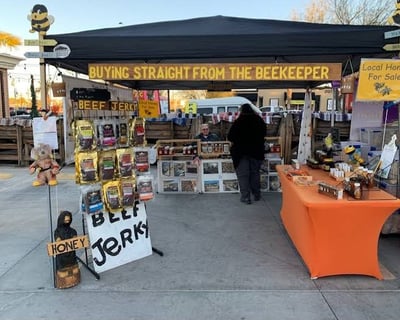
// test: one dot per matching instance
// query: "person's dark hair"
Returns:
(246, 109)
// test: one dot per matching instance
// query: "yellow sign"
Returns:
(216, 72)
(191, 107)
(40, 42)
(68, 245)
(379, 80)
(392, 47)
(104, 105)
(149, 109)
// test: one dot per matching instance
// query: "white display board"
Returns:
(218, 175)
(45, 131)
(178, 176)
(118, 238)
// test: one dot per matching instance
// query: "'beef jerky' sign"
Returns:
(118, 238)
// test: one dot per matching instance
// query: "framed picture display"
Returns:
(329, 105)
(274, 102)
(178, 176)
(218, 175)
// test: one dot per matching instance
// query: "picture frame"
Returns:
(329, 104)
(274, 102)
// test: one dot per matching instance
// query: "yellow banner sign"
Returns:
(104, 105)
(68, 245)
(379, 80)
(148, 109)
(216, 72)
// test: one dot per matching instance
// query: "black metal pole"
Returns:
(51, 234)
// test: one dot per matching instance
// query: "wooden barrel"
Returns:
(68, 277)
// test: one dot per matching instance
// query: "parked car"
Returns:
(273, 109)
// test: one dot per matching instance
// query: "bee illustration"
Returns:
(40, 19)
(395, 18)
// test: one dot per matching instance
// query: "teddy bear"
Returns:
(47, 167)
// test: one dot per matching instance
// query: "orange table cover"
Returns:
(334, 236)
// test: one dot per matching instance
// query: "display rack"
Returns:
(178, 176)
(215, 149)
(218, 175)
(181, 149)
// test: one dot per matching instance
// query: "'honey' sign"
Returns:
(68, 245)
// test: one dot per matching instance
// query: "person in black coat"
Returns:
(65, 231)
(247, 135)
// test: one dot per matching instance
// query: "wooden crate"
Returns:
(156, 130)
(10, 143)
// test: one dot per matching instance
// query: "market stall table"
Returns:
(334, 237)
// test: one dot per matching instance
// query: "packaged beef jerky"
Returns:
(137, 132)
(122, 133)
(107, 134)
(86, 167)
(111, 194)
(128, 192)
(92, 201)
(107, 165)
(84, 135)
(125, 162)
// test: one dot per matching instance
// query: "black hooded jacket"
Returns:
(247, 135)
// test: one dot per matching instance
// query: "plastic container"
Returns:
(372, 136)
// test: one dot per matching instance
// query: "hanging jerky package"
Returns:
(128, 192)
(137, 132)
(142, 164)
(92, 201)
(107, 165)
(145, 187)
(86, 167)
(122, 133)
(125, 162)
(111, 194)
(107, 134)
(84, 135)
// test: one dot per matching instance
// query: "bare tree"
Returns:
(361, 12)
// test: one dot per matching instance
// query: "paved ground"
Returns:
(222, 260)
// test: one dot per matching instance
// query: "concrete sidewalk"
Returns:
(222, 260)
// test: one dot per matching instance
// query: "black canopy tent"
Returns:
(221, 39)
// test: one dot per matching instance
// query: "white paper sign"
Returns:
(387, 157)
(45, 131)
(118, 238)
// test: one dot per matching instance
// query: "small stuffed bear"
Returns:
(47, 167)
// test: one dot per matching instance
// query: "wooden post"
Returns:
(43, 95)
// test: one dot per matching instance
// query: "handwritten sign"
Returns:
(215, 72)
(118, 238)
(68, 245)
(379, 80)
(45, 131)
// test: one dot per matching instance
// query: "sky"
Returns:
(81, 15)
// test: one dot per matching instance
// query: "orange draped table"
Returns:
(333, 236)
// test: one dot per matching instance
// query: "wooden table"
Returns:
(333, 236)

· · · ·

> [ACTIVITY]:
Could the entries above be restated word for word, with the pictures left out?

> [SOLUTION FOR THIS TASK]:
// test: one dot per matching instance
// query: "person's dark hair"
Returns:
(246, 109)
// test: one dot per matching instance
// query: "yellow sign"
Returns:
(216, 72)
(191, 107)
(40, 42)
(68, 245)
(379, 80)
(392, 47)
(104, 105)
(149, 109)
// test: one dot per matching instance
// query: "white display board"
Returns:
(218, 175)
(45, 131)
(178, 176)
(118, 238)
// test: one dot per matching instance
// query: "'beef jerky' sign"
Returns:
(118, 238)
// test: one dot per matching instance
// query: "framed picture display"
Returns:
(329, 105)
(274, 102)
(178, 176)
(218, 175)
// test: one dot per matching instance
// query: "picture frame"
Returns:
(329, 104)
(274, 102)
// test: one dot per matching instance
// query: "yellow banner sign"
Returns:
(104, 105)
(68, 245)
(379, 80)
(148, 109)
(216, 72)
// test: one dot per matching instance
// query: "black metal pole"
Returns:
(51, 234)
// test: one dot per matching instance
// query: "wooden barrel"
Returns:
(68, 277)
// test: one dot per matching instance
// query: "parked car"
Returns:
(273, 109)
// test: one dot per matching instance
// query: "bee illustration"
Returns:
(40, 19)
(395, 18)
// test: one dot per matching instance
// query: "teddy bear"
Returns:
(47, 167)
// test: one dot per matching instance
// query: "orange table cover"
Returns:
(334, 236)
// test: one dot per matching instance
// query: "display rack"
Returns:
(178, 176)
(215, 149)
(218, 175)
(181, 149)
// test: one dot per matching instance
// query: "'honey' sign"
Returns:
(68, 245)
// test: one dot per matching instance
// query: "person in black coat"
Returns:
(65, 231)
(247, 135)
// test: one dot per matching instance
// query: "wooden crate"
Returns:
(156, 130)
(10, 143)
// test: one dot per matching instance
// query: "market stall table"
Returns:
(334, 237)
// test: one dot per matching instance
// query: "packaged beef jerky"
Returns:
(137, 132)
(122, 133)
(107, 134)
(86, 167)
(111, 194)
(128, 192)
(92, 201)
(107, 165)
(84, 135)
(125, 162)
// test: one dot per matching instance
// query: "black hooded jacket"
Returns:
(247, 135)
// test: one dot per matching instance
// query: "plastic container"
Returns:
(372, 136)
// test: one dot per matching instance
// query: "hanging jerky package"
Returns:
(128, 192)
(137, 132)
(142, 164)
(92, 201)
(107, 165)
(145, 187)
(86, 167)
(122, 133)
(125, 162)
(111, 194)
(107, 134)
(84, 135)
// test: one dot per matching instance
// query: "bare tree"
Returns:
(361, 12)
// test: one dot per matching instance
// query: "paved ground"
Returns:
(222, 260)
// test: one dot per matching instance
// query: "concrete sidewalk"
Returns:
(222, 260)
// test: one dot per matching instance
// query: "black canopy tent"
Returns:
(221, 39)
// test: one dot per matching instance
// query: "white paper sign"
Returns:
(387, 157)
(45, 131)
(118, 238)
// test: one dot per matching instance
// query: "small stuffed bear"
Returns:
(47, 167)
// test: one dot per matching instance
// query: "wooden post"
Returns:
(43, 95)
// test: one dot per matching instance
// query: "handwritten sign"
Returns:
(215, 72)
(118, 238)
(68, 245)
(379, 80)
(45, 131)
// test: one dot per matching instance
// query: "sky"
Returns:
(81, 15)
// test: one dot per matching instance
// query: "orange draped table"
Returns:
(333, 236)
// test: one dot per matching instance
// query: "wooden table"
Returns:
(333, 236)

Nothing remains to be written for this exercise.